(Dataset entries)
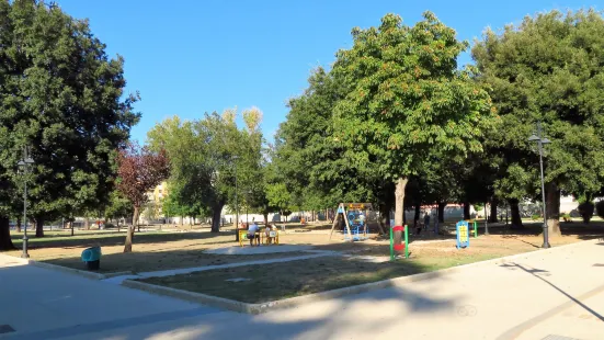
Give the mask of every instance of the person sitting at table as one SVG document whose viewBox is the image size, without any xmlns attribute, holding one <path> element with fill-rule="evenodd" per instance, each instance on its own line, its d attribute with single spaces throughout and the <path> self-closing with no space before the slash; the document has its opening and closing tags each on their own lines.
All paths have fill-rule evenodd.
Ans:
<svg viewBox="0 0 604 340">
<path fill-rule="evenodd" d="M 273 225 L 266 225 L 266 229 L 264 229 L 264 235 L 266 236 L 266 243 L 271 245 L 274 237 L 271 237 L 271 231 L 276 230 L 277 228 Z"/>
<path fill-rule="evenodd" d="M 253 241 L 255 239 L 255 242 L 258 246 L 260 246 L 260 228 L 255 224 L 255 222 L 252 222 L 252 225 L 248 229 L 248 239 L 250 239 L 250 247 L 253 247 Z"/>
</svg>

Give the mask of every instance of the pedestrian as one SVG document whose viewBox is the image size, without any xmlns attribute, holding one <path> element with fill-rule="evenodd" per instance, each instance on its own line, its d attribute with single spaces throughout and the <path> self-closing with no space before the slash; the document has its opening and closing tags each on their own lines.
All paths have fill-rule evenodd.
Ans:
<svg viewBox="0 0 604 340">
<path fill-rule="evenodd" d="M 248 239 L 250 240 L 250 246 L 253 247 L 254 240 L 257 241 L 257 245 L 260 246 L 260 228 L 255 224 L 255 222 L 252 220 L 252 225 L 248 229 Z"/>
</svg>

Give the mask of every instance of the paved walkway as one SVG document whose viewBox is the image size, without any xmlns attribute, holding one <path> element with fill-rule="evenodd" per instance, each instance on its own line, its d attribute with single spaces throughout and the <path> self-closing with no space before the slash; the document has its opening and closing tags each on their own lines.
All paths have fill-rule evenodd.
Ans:
<svg viewBox="0 0 604 340">
<path fill-rule="evenodd" d="M 259 316 L 31 267 L 0 286 L 0 324 L 24 339 L 604 339 L 604 241 Z"/>
<path fill-rule="evenodd" d="M 265 246 L 260 247 L 239 247 L 230 246 L 223 248 L 214 248 L 204 251 L 205 253 L 214 254 L 237 254 L 237 256 L 247 256 L 247 254 L 261 254 L 261 253 L 280 253 L 280 252 L 294 252 L 294 251 L 305 251 L 312 249 L 312 246 L 296 246 L 296 245 L 275 245 L 275 246 Z"/>
<path fill-rule="evenodd" d="M 265 247 L 265 248 L 267 248 L 267 247 Z M 244 267 L 244 265 L 253 265 L 253 264 L 281 263 L 281 262 L 308 260 L 308 259 L 315 259 L 315 258 L 321 258 L 321 257 L 332 257 L 332 256 L 339 256 L 340 254 L 337 251 L 329 251 L 329 250 L 306 250 L 306 252 L 311 252 L 312 254 L 299 256 L 299 257 L 275 258 L 275 259 L 257 260 L 257 261 L 247 261 L 247 262 L 236 262 L 236 263 L 228 263 L 228 264 L 215 264 L 215 265 L 203 265 L 203 267 L 192 267 L 192 268 L 181 268 L 181 269 L 169 269 L 169 270 L 155 271 L 155 272 L 143 272 L 143 273 L 138 273 L 136 275 L 113 276 L 113 277 L 110 277 L 110 279 L 105 279 L 103 281 L 109 282 L 109 283 L 122 284 L 122 282 L 124 280 L 128 280 L 128 279 L 148 279 L 148 277 L 172 276 L 172 275 L 203 272 L 203 271 L 206 271 L 206 270 L 214 270 L 214 269 L 225 269 L 225 268 Z"/>
</svg>

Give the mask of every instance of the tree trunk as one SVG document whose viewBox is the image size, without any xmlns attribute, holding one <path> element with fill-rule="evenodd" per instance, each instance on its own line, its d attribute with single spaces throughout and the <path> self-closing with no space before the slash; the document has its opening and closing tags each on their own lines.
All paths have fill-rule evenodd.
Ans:
<svg viewBox="0 0 604 340">
<path fill-rule="evenodd" d="M 385 235 L 387 234 L 385 230 L 389 230 L 389 228 L 394 227 L 390 225 L 390 211 L 392 209 L 392 206 L 390 204 L 381 204 L 379 206 L 379 219 L 378 219 L 378 226 L 379 226 L 379 234 Z M 386 227 L 388 226 L 388 227 Z"/>
<path fill-rule="evenodd" d="M 44 217 L 36 217 L 36 237 L 44 237 Z"/>
<path fill-rule="evenodd" d="M 438 202 L 438 223 L 445 223 L 445 207 L 446 202 Z"/>
<path fill-rule="evenodd" d="M 469 202 L 464 202 L 464 219 L 470 219 L 471 216 L 470 216 L 470 203 Z"/>
<path fill-rule="evenodd" d="M 491 213 L 490 213 L 490 216 L 489 216 L 489 222 L 490 223 L 498 223 L 499 219 L 497 218 L 497 206 L 499 204 L 499 200 L 497 199 L 492 199 L 491 200 Z"/>
<path fill-rule="evenodd" d="M 138 216 L 140 215 L 139 207 L 134 207 L 134 214 L 133 214 L 133 224 L 132 226 L 128 226 L 128 231 L 126 233 L 126 241 L 124 243 L 124 252 L 132 252 L 133 251 L 133 241 L 134 241 L 134 230 L 136 229 L 136 226 L 138 225 Z"/>
<path fill-rule="evenodd" d="M 128 231 L 126 231 L 126 242 L 124 243 L 124 252 L 133 252 L 134 230 L 135 226 L 128 226 Z"/>
<path fill-rule="evenodd" d="M 420 203 L 415 203 L 415 215 L 413 215 L 413 226 L 415 226 L 419 223 L 420 218 L 422 217 L 421 216 L 421 213 L 422 213 L 421 208 L 422 208 L 422 206 L 420 205 Z"/>
<path fill-rule="evenodd" d="M 0 217 L 0 251 L 13 250 L 14 245 L 11 239 L 11 226 L 9 217 Z"/>
<path fill-rule="evenodd" d="M 510 214 L 512 215 L 512 229 L 524 228 L 522 224 L 522 216 L 520 215 L 518 200 L 512 199 L 509 200 L 510 203 Z"/>
<path fill-rule="evenodd" d="M 407 186 L 409 179 L 399 178 L 396 183 L 395 190 L 395 225 L 390 227 L 404 226 L 404 188 Z M 395 243 L 401 242 L 402 233 L 395 233 Z"/>
<path fill-rule="evenodd" d="M 212 233 L 220 233 L 220 213 L 224 206 L 224 203 L 219 203 L 212 208 Z"/>
<path fill-rule="evenodd" d="M 560 189 L 554 182 L 545 184 L 545 201 L 547 202 L 547 233 L 549 237 L 561 236 L 560 231 Z"/>
</svg>

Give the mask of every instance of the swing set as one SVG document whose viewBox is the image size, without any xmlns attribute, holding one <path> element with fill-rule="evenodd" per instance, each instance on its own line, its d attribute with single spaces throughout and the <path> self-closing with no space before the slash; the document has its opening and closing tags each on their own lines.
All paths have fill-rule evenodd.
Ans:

(What the task requires) Output every line of the data above as a JSON list of strings, one string per line, omitting blank lines and the picture placeholders.

(Solution to the problem)
[
  "Give the mask of every instance of the person sitting at table as one SVG document whose viewBox is the image size, without any xmlns attribute, holding one <path> element with fill-rule=\"evenodd\" per instance, each instance on its own line, its d attribute with single spaces throughout and the <path> self-closing with no space before the slash; the document has its opening and closing tags each on their own lines.",
  "All paths have fill-rule evenodd.",
  "Ans:",
  "<svg viewBox=\"0 0 604 340\">",
  "<path fill-rule=\"evenodd\" d=\"M 273 225 L 266 225 L 266 229 L 264 229 L 264 235 L 266 236 L 266 243 L 271 245 L 274 237 L 271 237 L 271 231 L 276 230 L 277 228 Z\"/>",
  "<path fill-rule=\"evenodd\" d=\"M 253 241 L 255 239 L 255 242 L 258 246 L 260 246 L 260 228 L 255 224 L 255 222 L 252 222 L 252 225 L 248 229 L 248 239 L 250 239 L 250 247 L 253 247 Z\"/>",
  "</svg>",
  "Give the mask of every instance of the pedestrian as one SVG document whose viewBox is the image size, without any xmlns attribute, holding one <path> element with fill-rule=\"evenodd\" per instance, each instance on its own line, its d attribute with single spaces throughout and the <path> self-closing with no space before the slash; the document has its opening and closing tags each on their own lines.",
  "All paths have fill-rule evenodd.",
  "Ans:",
  "<svg viewBox=\"0 0 604 340\">",
  "<path fill-rule=\"evenodd\" d=\"M 248 239 L 250 240 L 250 246 L 253 247 L 254 240 L 257 241 L 257 245 L 260 246 L 260 228 L 255 224 L 255 222 L 252 220 L 252 225 L 248 229 Z\"/>",
  "</svg>",
  "Give the mask of every instance of the paved walkway as one SVG document whose viewBox is the image size, without any xmlns attribute, holding one <path> element with fill-rule=\"evenodd\" per instance, each instance on its own line, its d attribute with single spaces throughout and the <path> self-closing with no space before the slash; the document has its opening and closing tags each on their own lines.",
  "All paths have fill-rule evenodd.",
  "Ans:",
  "<svg viewBox=\"0 0 604 340\">",
  "<path fill-rule=\"evenodd\" d=\"M 259 316 L 31 267 L 0 286 L 0 324 L 24 339 L 604 339 L 604 241 Z\"/>",
  "<path fill-rule=\"evenodd\" d=\"M 265 246 L 260 247 L 239 247 L 230 246 L 223 248 L 214 248 L 204 251 L 205 253 L 214 254 L 237 254 L 237 256 L 247 256 L 247 254 L 261 254 L 261 253 L 280 253 L 280 252 L 294 252 L 294 251 L 305 251 L 312 249 L 312 246 L 296 246 L 296 245 L 275 245 L 275 246 Z\"/>",
  "<path fill-rule=\"evenodd\" d=\"M 265 247 L 265 248 L 267 248 L 267 247 Z M 244 267 L 244 265 L 253 265 L 253 264 L 281 263 L 281 262 L 308 260 L 308 259 L 315 259 L 315 258 L 321 258 L 321 257 L 332 257 L 332 256 L 339 256 L 340 254 L 337 251 L 329 251 L 329 250 L 306 250 L 306 252 L 311 252 L 312 254 L 299 256 L 299 257 L 275 258 L 275 259 L 257 260 L 257 261 L 247 261 L 247 262 L 236 262 L 236 263 L 228 263 L 228 264 L 215 264 L 215 265 L 203 265 L 203 267 L 192 267 L 192 268 L 181 268 L 181 269 L 169 269 L 169 270 L 155 271 L 155 272 L 143 272 L 143 273 L 138 273 L 136 275 L 113 276 L 113 277 L 110 277 L 110 279 L 105 279 L 103 281 L 109 282 L 109 283 L 122 284 L 122 282 L 124 280 L 128 280 L 128 279 L 148 279 L 148 277 L 172 276 L 172 275 L 203 272 L 203 271 L 206 271 L 206 270 L 214 270 L 214 269 L 225 269 L 225 268 Z\"/>",
  "</svg>",
  "Give the mask of every instance of the tree trunk as one SVG document whose viewBox is the image size, without any xmlns attribute, holding one <path> element with fill-rule=\"evenodd\" per instance, each instance on its own line, its d attribute with single spaces throughout and the <path> self-closing with no space before the slash; the document has its opening and closing tags each on their own lines.",
  "All paths have fill-rule evenodd.",
  "Ans:",
  "<svg viewBox=\"0 0 604 340\">",
  "<path fill-rule=\"evenodd\" d=\"M 385 235 L 387 234 L 385 230 L 389 230 L 389 228 L 394 227 L 390 225 L 390 211 L 392 209 L 392 206 L 390 204 L 381 204 L 379 206 L 379 219 L 378 219 L 378 226 L 379 226 L 379 234 Z M 386 227 L 388 226 L 388 227 Z\"/>",
  "<path fill-rule=\"evenodd\" d=\"M 44 217 L 36 217 L 36 237 L 44 237 Z\"/>",
  "<path fill-rule=\"evenodd\" d=\"M 438 202 L 438 223 L 445 223 L 445 207 L 446 202 Z\"/>",
  "<path fill-rule=\"evenodd\" d=\"M 469 202 L 464 202 L 464 219 L 470 219 L 471 216 L 470 216 L 470 203 Z\"/>",
  "<path fill-rule=\"evenodd\" d=\"M 491 213 L 490 213 L 490 216 L 489 216 L 489 222 L 490 223 L 498 223 L 499 219 L 497 218 L 497 206 L 499 204 L 499 200 L 497 199 L 492 199 L 491 200 Z\"/>",
  "<path fill-rule=\"evenodd\" d=\"M 138 216 L 140 215 L 139 207 L 134 207 L 134 214 L 133 214 L 133 224 L 132 226 L 128 226 L 128 231 L 126 233 L 126 241 L 124 243 L 124 252 L 132 252 L 133 251 L 133 241 L 134 241 L 134 230 L 136 229 L 136 226 L 138 225 Z\"/>",
  "<path fill-rule=\"evenodd\" d=\"M 128 231 L 126 231 L 126 242 L 124 243 L 124 252 L 133 252 L 134 230 L 135 226 L 128 226 Z\"/>",
  "<path fill-rule=\"evenodd\" d=\"M 420 203 L 415 203 L 415 215 L 413 215 L 413 226 L 415 226 L 419 223 L 420 218 L 422 217 L 421 216 L 421 213 L 422 213 L 421 208 L 422 208 L 422 206 L 420 205 Z\"/>",
  "<path fill-rule=\"evenodd\" d=\"M 0 217 L 0 251 L 13 250 L 14 245 L 11 239 L 11 226 L 9 217 Z\"/>",
  "<path fill-rule=\"evenodd\" d=\"M 510 214 L 512 215 L 512 229 L 524 228 L 522 224 L 522 216 L 520 215 L 518 200 L 512 199 L 509 200 L 510 203 Z\"/>",
  "<path fill-rule=\"evenodd\" d=\"M 407 186 L 409 179 L 399 178 L 396 183 L 395 190 L 395 225 L 390 227 L 404 226 L 404 188 Z M 395 243 L 401 242 L 402 233 L 395 233 Z\"/>",
  "<path fill-rule=\"evenodd\" d=\"M 212 233 L 220 233 L 220 213 L 224 206 L 224 203 L 219 203 L 212 208 Z\"/>",
  "<path fill-rule=\"evenodd\" d=\"M 560 189 L 554 182 L 545 184 L 545 201 L 547 202 L 547 233 L 549 237 L 561 236 L 560 231 Z\"/>",
  "</svg>",
  "Give the mask of every instance of the swing set as one SVG document whose viewBox is the image size, without any xmlns attribute, holding one <path> element with fill-rule=\"evenodd\" per instance, each instance on its own line, its d attribute with single spaces throughout and the <path> self-closing with no space before the slash; the document has its opening and closing tags each on their own lines.",
  "All paths have fill-rule evenodd.",
  "Ans:"
]